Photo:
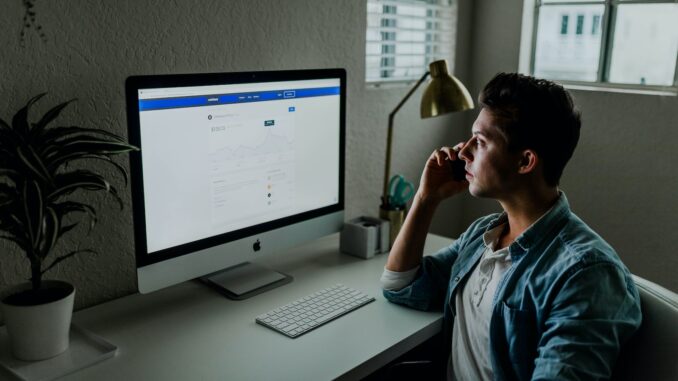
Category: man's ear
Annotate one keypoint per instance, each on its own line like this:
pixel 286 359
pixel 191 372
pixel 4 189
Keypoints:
pixel 528 162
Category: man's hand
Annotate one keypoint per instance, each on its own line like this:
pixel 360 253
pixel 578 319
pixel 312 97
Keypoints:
pixel 436 185
pixel 436 182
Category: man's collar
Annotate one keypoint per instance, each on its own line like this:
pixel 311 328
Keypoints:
pixel 539 228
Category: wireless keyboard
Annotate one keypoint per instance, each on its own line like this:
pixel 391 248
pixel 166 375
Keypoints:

****************************************

● **Goal of the exercise**: Rewrite the listing above with every "man's" changed to "person's" and nothing else altered. Leave the pictures out.

● **Written response**:
Photo:
Category: person's ear
Annotate one keypoint per instance, each on its own line like this:
pixel 286 359
pixel 191 372
pixel 4 189
Keypoints:
pixel 528 162
Category: person's hand
Annotate one keypoint per instance, each on its own line like this:
pixel 360 253
pixel 578 319
pixel 312 97
Keypoints:
pixel 436 185
pixel 436 182
Category: person's collar
Annotate one keypoint per instance, each on its own line like this:
pixel 311 328
Keypoints:
pixel 539 228
Category: wireless keyboard
Annotate one keypoint per instance, each on its own line like this:
pixel 391 248
pixel 166 375
Keypoints:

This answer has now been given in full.